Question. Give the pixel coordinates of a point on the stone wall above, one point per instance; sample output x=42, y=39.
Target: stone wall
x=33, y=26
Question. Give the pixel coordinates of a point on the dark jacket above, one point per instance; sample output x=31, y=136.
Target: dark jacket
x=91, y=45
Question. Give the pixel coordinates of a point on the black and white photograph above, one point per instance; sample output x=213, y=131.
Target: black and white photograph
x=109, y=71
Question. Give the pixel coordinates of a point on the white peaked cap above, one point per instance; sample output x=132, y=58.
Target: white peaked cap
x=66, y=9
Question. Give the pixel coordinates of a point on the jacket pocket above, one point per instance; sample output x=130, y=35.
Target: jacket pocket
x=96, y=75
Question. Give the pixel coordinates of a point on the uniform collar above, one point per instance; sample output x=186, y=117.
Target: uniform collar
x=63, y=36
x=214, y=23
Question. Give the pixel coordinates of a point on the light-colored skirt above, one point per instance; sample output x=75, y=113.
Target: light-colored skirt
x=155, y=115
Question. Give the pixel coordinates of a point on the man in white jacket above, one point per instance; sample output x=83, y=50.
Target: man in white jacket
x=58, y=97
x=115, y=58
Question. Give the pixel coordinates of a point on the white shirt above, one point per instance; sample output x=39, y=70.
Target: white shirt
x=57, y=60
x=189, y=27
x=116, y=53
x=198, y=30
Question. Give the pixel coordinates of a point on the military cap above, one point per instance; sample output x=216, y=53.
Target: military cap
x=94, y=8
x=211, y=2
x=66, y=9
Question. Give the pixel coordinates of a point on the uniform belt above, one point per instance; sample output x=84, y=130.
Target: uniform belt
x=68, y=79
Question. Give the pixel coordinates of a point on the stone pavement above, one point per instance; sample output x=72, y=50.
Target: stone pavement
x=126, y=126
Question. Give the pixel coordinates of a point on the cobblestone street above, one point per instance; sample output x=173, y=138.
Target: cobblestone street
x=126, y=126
──────────────────────────────
**Written instruction:** From the "Question. Give the pixel coordinates of a point on the jacket" line to the close of the listing, restate each line word for word.

**Written solution:**
Question. Give the pixel coordinates of a point on the jacket pocket above, one point per instance; sample output x=130, y=35.
Target: jacket pocket
x=96, y=75
Question. Give the pixel coordinates of a point on the uniform collar above, one point per instance; sample output x=186, y=117.
Target: uniform collar
x=63, y=36
x=214, y=23
Question. Give the pixel coordinates of a point on the light-colored skirt above, one point per instance; sample output x=75, y=113.
Target: light-colored skirt
x=155, y=115
Question. Give the pixel coordinates of a point on the man in white jacket above, one point per instance; sample output x=83, y=50.
Target: man in white jacket
x=58, y=97
x=115, y=58
Question. Give the pixel coordinates of a point on the white shirt above, one point per instance; sample output x=39, y=70.
Target: white shirt
x=57, y=60
x=189, y=27
x=116, y=53
x=198, y=30
Question. Give the pixel coordinates of a point on the military cap above, one point per instance; sample output x=216, y=53.
Target: military cap
x=94, y=8
x=211, y=2
x=66, y=9
Question. Give the pixel coordinates of a point on the uniform belt above, one point per instance; sample output x=84, y=130.
Target: uniform belt
x=68, y=79
Question. Give the pixel coordinates of a point on the stone pavement above, one point per instance; sample output x=72, y=50.
Target: stone pavement
x=126, y=126
Question. Give the pixel coordinates of a point on the cobblestone street above, one point per instance; sample output x=173, y=138.
Target: cobblestone street
x=126, y=126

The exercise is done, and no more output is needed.